Scoffing at Superstition in Kinshasa

Jacques Tshibanda Kabadi does not see any connection between waking up late and a bad car accident.

By Andrew McChesney

Eleven-year-old Jacques Tshibanda Kabadi woke suddenly in his home in Kinshasa, capital of the Democratic Republic of Congo.

He heard Mother’s voice.

“Jacques, where are you?” Mother called. “It’s already 10 a.m. You’re going to miss your exam.”

Jacques sprang out of bed. Usually, he got up on his own early in the morning, but for some reason he had overslept. He had a big geography test at school.

Pulling on his pants and shirt, Jacques rummaged around the room, looking for socks. He looked on the shelf. He got on his knees and looked under the bed. He couldn’t find a matching pair of socks anywhere.

“What are you doing?” Mother said, standing at the door.

“I can’t find any socks,” Jacques said.

Mother looked in the cupboard. She got on her knees and looked under the bed. She also couldn’t find a matching pair of socks. But she found a white sock and a blue sock.

“Put these on,” she said.

Jacques hastily pulled on the socks and stretched his toes. He didn’t care that the socks didn’t match. He wanted to be on time for the geography test.

He ran to school and arrived in time for the test. But he never learned whether he passed.

After school, as Jacques walked home, he came to the place where he needed to cross a busy main street. Cars were stopped in a traffic jam on one side of the street. The other side had no cars at all. Jacques stepped into the side of the street with no cars. At that moment, a bus hit him. The bus driver was driving on the wrong side of the road because he was trying to avoid the traffic jam.

Jacques doesn’t remember much of what happened next. He fell to the ground. A stranger took off his shirt and tried to stop the bleeding. Strangers picked him up and carried him in their arms to a nearby hospital.

Jacques’ older sister heard about the accident from friends and ran home to tell mother.

“Jacques has been hurt in an accident!” she called from outside the house.

Mother went inside the house and prayed. Then she rushed to the hospital to see her son.

Jacques was lying in the operating room when she arrived. His right leg was mangled. The doctor said he would try to save Jacques’ leg.

What you need to do:
In the story about Jacques in Kinshasa, why was the bus driving on the wrong side of the road? The lines that follow come from a separate source.

Data section:
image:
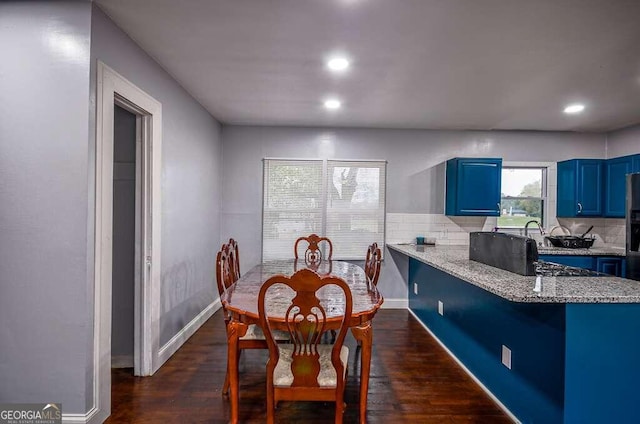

Exercise solution:
The driver was trying to avoid the traffic jam.